# Task to carry out:
Your answer should be each line of the entries that contains the word "tree", copied in full.

Stored data entries:
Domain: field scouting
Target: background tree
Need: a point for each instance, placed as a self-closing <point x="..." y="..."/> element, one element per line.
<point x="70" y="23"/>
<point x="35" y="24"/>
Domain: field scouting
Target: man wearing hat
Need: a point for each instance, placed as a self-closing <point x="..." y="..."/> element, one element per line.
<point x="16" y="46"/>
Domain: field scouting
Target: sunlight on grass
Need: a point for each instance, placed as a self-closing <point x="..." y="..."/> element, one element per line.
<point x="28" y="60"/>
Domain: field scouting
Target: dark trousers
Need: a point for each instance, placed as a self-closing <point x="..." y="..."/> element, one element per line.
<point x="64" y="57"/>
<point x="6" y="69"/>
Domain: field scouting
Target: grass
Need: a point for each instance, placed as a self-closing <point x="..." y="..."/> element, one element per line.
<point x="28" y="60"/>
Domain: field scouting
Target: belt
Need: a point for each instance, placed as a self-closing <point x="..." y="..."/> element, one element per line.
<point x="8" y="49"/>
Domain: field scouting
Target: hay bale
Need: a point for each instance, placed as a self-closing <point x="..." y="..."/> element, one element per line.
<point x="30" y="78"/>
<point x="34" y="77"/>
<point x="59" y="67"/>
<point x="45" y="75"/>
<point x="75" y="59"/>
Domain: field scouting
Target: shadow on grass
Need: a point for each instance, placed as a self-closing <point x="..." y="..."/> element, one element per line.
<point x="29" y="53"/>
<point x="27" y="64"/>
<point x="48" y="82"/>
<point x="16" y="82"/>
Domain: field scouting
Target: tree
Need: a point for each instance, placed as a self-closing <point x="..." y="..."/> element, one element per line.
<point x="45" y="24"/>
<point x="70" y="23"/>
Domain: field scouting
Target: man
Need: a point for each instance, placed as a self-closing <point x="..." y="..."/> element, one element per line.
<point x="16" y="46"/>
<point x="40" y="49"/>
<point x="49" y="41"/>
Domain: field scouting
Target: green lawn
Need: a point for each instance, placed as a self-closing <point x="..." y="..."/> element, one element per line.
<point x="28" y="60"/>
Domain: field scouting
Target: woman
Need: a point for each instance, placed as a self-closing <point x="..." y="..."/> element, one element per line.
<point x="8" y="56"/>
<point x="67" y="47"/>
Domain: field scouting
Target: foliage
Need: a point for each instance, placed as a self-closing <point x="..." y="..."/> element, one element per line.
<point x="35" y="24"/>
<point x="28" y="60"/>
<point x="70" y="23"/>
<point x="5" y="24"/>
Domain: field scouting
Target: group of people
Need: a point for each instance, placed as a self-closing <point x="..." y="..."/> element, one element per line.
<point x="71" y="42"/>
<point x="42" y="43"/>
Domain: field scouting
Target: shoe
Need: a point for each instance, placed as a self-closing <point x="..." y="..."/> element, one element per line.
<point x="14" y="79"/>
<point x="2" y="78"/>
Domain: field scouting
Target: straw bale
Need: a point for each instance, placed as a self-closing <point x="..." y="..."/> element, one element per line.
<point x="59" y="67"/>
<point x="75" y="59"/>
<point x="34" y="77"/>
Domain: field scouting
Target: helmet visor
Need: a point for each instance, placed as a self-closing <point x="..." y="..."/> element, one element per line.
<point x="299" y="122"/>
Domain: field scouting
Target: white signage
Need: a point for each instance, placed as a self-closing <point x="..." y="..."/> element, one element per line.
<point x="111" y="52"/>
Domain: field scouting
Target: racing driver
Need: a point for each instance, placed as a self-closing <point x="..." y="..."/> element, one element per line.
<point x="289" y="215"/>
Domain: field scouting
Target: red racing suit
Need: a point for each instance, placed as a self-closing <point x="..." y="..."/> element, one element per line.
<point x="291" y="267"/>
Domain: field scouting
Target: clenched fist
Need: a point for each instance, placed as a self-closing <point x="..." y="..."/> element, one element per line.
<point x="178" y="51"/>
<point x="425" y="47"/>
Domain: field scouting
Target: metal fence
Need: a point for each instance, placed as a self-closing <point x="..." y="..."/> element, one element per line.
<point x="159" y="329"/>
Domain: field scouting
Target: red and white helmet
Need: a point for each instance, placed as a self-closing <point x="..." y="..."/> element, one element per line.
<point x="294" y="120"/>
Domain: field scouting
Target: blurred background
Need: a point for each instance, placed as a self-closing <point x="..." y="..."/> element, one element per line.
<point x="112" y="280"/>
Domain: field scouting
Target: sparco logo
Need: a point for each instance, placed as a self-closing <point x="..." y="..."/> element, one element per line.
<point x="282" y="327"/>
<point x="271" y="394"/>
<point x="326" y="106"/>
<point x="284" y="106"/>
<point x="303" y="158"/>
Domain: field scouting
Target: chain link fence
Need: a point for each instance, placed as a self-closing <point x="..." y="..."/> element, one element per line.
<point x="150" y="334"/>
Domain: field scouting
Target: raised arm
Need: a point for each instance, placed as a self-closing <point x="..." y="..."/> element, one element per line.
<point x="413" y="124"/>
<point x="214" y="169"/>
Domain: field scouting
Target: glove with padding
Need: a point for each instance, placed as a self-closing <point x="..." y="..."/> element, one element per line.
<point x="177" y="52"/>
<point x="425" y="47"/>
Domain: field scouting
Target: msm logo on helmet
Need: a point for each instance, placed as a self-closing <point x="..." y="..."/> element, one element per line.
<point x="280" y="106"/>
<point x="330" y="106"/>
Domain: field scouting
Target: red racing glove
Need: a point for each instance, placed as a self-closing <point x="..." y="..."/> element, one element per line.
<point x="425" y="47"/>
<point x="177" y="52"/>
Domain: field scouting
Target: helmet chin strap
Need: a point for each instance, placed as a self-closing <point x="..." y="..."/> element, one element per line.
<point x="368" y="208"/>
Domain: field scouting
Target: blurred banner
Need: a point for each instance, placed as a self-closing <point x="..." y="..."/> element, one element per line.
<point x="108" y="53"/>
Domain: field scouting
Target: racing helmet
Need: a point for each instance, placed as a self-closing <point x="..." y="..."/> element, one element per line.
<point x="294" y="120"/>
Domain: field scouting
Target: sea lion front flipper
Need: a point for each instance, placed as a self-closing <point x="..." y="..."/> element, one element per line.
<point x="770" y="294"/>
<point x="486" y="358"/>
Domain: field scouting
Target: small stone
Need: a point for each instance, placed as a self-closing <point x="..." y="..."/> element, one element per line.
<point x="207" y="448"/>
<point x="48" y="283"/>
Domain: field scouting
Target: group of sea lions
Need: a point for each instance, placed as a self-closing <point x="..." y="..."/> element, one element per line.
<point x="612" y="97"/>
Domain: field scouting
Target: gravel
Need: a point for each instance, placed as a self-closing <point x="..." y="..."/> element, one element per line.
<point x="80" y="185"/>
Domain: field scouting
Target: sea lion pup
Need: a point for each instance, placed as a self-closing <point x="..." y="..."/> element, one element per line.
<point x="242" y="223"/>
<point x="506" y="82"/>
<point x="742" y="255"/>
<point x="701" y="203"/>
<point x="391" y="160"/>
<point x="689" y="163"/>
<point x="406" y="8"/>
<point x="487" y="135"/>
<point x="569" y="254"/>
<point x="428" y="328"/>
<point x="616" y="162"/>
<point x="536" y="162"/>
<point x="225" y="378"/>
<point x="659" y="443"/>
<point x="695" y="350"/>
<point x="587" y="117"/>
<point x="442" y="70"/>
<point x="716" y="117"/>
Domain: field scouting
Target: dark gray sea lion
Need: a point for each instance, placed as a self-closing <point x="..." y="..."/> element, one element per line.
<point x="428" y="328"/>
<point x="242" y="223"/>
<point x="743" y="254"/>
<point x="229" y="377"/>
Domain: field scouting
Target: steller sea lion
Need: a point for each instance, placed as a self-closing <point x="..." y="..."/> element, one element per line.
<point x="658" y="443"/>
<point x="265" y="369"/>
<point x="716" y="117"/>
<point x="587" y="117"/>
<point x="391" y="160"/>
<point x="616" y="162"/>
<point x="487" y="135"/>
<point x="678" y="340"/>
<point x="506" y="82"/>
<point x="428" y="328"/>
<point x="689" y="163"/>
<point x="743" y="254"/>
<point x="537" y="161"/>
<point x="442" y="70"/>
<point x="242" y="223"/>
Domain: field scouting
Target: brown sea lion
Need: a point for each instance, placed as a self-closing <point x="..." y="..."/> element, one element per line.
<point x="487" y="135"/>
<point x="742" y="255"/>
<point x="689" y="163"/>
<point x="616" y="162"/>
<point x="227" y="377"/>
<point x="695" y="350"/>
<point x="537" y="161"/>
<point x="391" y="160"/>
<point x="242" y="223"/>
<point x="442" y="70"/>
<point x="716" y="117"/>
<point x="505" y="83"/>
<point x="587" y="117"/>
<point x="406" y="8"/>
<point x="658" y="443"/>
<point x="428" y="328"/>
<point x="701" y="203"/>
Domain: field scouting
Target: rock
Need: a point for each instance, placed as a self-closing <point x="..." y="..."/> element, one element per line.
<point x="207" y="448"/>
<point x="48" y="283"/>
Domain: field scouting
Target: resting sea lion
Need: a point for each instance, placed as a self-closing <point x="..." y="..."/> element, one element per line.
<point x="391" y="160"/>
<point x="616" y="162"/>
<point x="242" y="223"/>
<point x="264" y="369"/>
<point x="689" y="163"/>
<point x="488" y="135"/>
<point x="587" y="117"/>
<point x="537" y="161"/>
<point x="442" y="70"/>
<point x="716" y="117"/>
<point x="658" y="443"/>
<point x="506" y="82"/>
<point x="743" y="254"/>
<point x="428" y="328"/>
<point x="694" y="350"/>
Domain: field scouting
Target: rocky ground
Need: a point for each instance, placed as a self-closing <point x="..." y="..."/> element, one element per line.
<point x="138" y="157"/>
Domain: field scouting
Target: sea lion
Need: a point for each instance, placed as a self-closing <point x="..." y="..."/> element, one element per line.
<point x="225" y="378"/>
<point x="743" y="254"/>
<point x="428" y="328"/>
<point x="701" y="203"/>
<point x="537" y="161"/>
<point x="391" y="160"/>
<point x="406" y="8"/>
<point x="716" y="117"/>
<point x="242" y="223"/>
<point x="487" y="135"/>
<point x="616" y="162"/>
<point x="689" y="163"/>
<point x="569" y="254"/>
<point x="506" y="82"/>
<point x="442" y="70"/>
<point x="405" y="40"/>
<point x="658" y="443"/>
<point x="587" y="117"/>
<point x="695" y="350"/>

# Task output:
Target: background tree
Target: tree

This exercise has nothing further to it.